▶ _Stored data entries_

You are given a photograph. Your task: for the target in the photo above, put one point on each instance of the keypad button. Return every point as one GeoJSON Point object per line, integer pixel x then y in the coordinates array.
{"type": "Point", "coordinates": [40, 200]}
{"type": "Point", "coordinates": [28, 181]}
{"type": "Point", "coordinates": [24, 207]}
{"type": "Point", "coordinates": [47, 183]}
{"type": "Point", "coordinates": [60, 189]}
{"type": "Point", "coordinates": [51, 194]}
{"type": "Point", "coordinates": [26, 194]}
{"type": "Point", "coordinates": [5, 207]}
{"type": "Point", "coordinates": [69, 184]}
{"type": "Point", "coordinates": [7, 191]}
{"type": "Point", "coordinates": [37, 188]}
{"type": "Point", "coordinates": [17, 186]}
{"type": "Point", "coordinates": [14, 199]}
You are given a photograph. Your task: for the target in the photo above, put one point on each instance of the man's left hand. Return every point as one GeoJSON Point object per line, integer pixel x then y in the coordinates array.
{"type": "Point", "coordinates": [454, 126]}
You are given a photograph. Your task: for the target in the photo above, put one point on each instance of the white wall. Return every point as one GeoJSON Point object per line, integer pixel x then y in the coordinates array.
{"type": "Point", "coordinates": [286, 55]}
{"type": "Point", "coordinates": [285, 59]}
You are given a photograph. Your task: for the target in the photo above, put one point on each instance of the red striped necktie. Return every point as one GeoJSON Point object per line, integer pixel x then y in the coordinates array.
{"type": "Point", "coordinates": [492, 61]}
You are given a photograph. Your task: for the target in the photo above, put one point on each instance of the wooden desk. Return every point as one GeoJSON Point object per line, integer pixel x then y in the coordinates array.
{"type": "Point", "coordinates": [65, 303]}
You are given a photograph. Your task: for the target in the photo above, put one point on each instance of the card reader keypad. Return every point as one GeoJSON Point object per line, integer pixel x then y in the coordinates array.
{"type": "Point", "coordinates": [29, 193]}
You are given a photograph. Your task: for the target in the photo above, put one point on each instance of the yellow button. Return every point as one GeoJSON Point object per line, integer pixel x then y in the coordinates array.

▶ _What you should do_
Rewrite the records above with "one GeoJSON Point object per line" replaced by "a separate GeoJSON Point object on each line" everywhere it occurs, leaving everything else unchanged.

▶ _Exercise solution_
You are given a photograph. Your task: for the target in the photo above, put one point on each instance of the keypad button. Return every point as a separate GeoJSON Point object on each line, integer pixel x then y in the coordinates array.
{"type": "Point", "coordinates": [40, 200]}
{"type": "Point", "coordinates": [28, 181]}
{"type": "Point", "coordinates": [24, 207]}
{"type": "Point", "coordinates": [47, 183]}
{"type": "Point", "coordinates": [60, 189]}
{"type": "Point", "coordinates": [51, 194]}
{"type": "Point", "coordinates": [26, 194]}
{"type": "Point", "coordinates": [5, 207]}
{"type": "Point", "coordinates": [69, 184]}
{"type": "Point", "coordinates": [7, 191]}
{"type": "Point", "coordinates": [37, 188]}
{"type": "Point", "coordinates": [17, 186]}
{"type": "Point", "coordinates": [14, 199]}
You are given a photograph. Your task: for the target in the photo above, put one point on each instance of the man's left hand. Return every point as a separate GeoJSON Point object on each line, integer pixel x then y in the coordinates array.
{"type": "Point", "coordinates": [454, 126]}
You are given a photograph. Your task: for the target in the photo above, put one point on each instance of the white wall. Return every point as a separate GeoJSON Point object on each line, integer pixel x then y in the coordinates array.
{"type": "Point", "coordinates": [286, 55]}
{"type": "Point", "coordinates": [285, 59]}
You are given a photograph. Your task: for the target in the photo above, put one point on each instance of the red striped necktie. Return every point as a separate GeoJSON Point object on each line, integer pixel x then y in the coordinates array.
{"type": "Point", "coordinates": [492, 61]}
You are given a photograph. Your task: for the target in the photo above, put one point on each instance of the wooden desk. Return every point as a separate GeoJSON Point object on each line, integer pixel x then y in the coordinates array.
{"type": "Point", "coordinates": [65, 303]}
You are given a photograph. Your task: for the target in the photo above, put one point on each instance of the card reader keypad. Return every point as a separate GeoJSON Point object on each line, integer pixel x then y in the coordinates array.
{"type": "Point", "coordinates": [29, 193]}
You are given a photograph. Your task: for the target in the photo above, put one point on each instance of the yellow button. Return every point as a separate GeoJSON Point object on each line, integer pixel x then y in the coordinates array.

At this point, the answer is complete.